## EXERCISE DETAILS
Could you copy, word for word, only the lines from the one containing "Report the location of each instance of the black military" through the last line of the records below, both included?

----- RECORD EXCERPTS -----

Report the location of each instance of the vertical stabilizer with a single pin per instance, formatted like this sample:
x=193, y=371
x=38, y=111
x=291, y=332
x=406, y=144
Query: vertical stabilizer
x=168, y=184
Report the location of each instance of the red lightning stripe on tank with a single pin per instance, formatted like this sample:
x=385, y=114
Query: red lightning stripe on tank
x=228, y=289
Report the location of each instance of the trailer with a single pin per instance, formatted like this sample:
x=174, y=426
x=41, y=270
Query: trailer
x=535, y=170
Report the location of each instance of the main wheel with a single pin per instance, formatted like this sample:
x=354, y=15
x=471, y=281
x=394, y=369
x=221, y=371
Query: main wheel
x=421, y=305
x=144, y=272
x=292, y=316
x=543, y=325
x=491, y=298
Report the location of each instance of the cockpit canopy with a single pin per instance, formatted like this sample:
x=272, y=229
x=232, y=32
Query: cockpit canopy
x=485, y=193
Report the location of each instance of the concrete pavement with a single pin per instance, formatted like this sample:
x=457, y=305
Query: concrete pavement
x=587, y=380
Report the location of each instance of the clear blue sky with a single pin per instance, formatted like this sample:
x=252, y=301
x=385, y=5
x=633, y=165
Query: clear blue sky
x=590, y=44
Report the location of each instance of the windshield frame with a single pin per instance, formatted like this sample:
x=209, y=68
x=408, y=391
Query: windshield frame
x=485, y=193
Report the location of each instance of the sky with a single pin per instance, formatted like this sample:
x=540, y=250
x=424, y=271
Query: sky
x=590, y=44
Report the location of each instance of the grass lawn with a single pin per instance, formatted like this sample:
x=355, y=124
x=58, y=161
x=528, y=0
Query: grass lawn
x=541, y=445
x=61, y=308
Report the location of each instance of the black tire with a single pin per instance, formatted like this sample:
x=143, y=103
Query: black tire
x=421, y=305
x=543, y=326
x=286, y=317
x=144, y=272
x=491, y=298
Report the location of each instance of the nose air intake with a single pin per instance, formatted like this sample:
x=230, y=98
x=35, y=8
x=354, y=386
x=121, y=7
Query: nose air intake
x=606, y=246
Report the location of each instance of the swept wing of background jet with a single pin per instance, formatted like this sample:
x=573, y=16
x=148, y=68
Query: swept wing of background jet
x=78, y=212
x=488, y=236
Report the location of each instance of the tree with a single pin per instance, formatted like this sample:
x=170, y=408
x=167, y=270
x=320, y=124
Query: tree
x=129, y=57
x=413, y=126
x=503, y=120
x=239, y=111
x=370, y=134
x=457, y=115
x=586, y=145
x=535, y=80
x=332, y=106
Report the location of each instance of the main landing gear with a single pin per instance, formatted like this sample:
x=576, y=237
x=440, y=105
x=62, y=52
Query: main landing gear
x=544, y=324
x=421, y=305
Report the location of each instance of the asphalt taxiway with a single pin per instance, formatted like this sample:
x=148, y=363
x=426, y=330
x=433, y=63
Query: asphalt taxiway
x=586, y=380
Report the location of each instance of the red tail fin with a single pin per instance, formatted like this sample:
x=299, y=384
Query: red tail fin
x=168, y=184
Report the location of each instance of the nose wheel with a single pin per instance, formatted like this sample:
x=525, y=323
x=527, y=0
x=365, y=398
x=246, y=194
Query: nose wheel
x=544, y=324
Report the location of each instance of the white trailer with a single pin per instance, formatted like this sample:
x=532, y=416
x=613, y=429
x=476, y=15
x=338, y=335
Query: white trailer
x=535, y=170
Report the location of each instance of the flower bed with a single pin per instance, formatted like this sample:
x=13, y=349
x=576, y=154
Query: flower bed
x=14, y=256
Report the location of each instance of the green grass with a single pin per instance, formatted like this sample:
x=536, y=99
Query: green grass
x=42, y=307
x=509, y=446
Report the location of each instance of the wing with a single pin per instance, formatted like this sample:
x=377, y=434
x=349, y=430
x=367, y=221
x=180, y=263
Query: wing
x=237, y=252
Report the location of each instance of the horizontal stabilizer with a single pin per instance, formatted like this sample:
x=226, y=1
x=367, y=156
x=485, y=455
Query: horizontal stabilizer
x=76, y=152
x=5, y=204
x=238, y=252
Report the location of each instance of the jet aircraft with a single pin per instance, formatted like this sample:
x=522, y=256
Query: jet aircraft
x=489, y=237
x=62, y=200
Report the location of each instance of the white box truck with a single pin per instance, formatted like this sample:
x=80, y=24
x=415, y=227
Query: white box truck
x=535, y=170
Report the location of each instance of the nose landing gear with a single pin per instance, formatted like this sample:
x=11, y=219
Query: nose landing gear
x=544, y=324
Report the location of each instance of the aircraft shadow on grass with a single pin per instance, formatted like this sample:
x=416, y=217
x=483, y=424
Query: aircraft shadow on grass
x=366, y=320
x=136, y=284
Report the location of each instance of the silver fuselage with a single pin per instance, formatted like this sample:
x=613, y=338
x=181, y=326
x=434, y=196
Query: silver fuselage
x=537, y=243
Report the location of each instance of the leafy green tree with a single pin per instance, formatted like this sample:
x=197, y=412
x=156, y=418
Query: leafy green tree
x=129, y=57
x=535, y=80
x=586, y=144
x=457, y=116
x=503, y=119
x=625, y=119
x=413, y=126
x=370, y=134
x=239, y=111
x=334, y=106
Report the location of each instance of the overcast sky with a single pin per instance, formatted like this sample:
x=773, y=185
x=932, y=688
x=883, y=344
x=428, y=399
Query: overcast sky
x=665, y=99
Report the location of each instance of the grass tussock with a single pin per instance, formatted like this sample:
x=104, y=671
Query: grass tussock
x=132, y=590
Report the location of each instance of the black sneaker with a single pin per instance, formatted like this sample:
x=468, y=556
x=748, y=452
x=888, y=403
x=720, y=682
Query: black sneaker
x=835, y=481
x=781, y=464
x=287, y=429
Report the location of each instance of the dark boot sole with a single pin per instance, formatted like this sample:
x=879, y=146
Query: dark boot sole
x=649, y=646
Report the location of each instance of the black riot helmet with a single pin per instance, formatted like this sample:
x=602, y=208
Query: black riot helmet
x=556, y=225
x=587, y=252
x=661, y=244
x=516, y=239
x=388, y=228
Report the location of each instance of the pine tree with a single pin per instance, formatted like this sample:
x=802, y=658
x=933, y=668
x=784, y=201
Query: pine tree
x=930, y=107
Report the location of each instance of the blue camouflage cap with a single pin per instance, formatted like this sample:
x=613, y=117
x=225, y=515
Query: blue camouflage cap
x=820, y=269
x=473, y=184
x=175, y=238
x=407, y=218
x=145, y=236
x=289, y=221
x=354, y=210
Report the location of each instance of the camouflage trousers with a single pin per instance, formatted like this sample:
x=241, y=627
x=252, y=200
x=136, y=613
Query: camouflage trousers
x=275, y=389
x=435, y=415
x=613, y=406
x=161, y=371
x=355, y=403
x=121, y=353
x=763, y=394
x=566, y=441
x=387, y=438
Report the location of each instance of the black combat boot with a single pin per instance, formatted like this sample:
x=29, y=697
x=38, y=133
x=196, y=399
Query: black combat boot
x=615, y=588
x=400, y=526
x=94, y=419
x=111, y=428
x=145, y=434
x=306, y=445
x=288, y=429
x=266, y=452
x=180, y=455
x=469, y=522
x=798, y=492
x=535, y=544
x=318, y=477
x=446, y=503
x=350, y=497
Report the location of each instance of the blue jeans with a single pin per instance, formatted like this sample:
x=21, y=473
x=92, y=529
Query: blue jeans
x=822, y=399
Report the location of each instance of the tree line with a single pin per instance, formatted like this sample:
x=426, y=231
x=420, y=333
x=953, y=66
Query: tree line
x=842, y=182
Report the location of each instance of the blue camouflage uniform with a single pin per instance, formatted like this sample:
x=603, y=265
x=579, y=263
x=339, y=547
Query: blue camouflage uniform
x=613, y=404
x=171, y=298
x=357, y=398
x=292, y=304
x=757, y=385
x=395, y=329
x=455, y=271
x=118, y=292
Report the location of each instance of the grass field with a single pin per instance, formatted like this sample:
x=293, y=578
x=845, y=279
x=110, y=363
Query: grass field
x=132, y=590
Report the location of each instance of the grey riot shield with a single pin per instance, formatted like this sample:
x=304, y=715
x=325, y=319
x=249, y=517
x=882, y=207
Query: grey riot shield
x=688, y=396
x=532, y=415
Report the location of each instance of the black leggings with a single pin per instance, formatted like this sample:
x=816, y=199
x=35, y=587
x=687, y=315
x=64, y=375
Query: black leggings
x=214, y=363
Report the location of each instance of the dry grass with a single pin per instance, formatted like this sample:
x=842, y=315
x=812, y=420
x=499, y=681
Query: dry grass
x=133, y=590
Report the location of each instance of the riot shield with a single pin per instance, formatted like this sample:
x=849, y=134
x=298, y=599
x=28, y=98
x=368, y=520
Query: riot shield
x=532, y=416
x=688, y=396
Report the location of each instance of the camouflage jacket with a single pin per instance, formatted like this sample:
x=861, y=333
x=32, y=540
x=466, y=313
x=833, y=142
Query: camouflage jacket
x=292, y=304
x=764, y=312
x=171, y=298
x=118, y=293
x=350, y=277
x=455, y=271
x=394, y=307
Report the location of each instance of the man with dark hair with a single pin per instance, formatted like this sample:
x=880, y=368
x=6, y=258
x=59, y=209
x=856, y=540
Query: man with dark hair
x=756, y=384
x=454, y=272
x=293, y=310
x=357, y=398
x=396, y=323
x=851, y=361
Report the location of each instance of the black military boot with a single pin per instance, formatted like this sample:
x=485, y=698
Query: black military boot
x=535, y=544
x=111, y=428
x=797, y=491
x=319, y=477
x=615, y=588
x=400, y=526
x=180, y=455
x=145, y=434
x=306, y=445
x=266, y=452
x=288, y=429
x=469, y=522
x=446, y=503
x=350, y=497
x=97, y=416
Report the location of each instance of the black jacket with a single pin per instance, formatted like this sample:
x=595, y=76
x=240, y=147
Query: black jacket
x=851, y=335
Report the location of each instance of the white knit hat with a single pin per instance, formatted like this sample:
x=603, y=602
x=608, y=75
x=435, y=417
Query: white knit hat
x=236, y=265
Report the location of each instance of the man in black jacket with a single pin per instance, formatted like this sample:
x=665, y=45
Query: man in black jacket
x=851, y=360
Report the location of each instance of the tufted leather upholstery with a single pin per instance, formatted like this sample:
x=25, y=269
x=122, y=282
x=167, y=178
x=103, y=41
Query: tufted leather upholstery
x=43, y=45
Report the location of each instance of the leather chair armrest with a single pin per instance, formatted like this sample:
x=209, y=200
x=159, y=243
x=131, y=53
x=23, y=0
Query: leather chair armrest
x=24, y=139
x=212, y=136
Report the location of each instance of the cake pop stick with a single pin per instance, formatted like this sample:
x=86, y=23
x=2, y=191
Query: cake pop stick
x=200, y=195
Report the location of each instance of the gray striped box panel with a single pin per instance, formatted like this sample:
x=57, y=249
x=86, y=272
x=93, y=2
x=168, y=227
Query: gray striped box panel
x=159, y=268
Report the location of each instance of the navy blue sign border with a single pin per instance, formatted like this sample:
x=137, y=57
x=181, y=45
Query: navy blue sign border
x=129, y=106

-----

## CORRECT RESULT
Report the location of each instance of the black military boot with a single pin per instance, formatted like this sample:
x=485, y=698
Query: black military boot
x=535, y=544
x=111, y=428
x=797, y=491
x=319, y=477
x=615, y=588
x=400, y=526
x=180, y=455
x=145, y=434
x=306, y=445
x=266, y=452
x=288, y=429
x=469, y=522
x=446, y=503
x=350, y=497
x=97, y=416
Report the location of each instance of the black jacket with a single pin per instance, formatted like this sample:
x=595, y=76
x=240, y=147
Query: black jacket
x=851, y=335
Report the location of each instance of the white knit hat with a single pin per instance, formatted like this sample:
x=603, y=602
x=608, y=75
x=435, y=417
Query: white knit hat
x=236, y=265
Report the location of each instance of the man in black jacket with a single pin per instance, formatted like this sample:
x=665, y=45
Query: man in black jacket
x=851, y=360
Report the location of each instance of the tufted leather upholstery with a single pin per instance, formatted like this sample:
x=25, y=269
x=122, y=282
x=167, y=178
x=103, y=41
Query: tufted leather upholstery
x=43, y=45
Report the location of each instance of the leather chair armrest with a single pin per instance, formatted like this sample:
x=209, y=200
x=159, y=243
x=131, y=53
x=23, y=0
Query: leather chair armrest
x=24, y=139
x=212, y=136
Report the location of each instance of the cake pop stick with a single pin per instance, formatted like this sample:
x=86, y=23
x=2, y=191
Query: cake pop stick
x=200, y=195
Report the location of each instance of the gray striped box panel with a single pin per instance, formatted like this sample:
x=57, y=249
x=86, y=272
x=93, y=2
x=168, y=227
Query: gray striped box panel
x=159, y=268
Report the location of each instance of the navy blue sign border with a single pin per instance, formatted like this sample:
x=137, y=57
x=181, y=45
Query: navy blue sign border
x=129, y=106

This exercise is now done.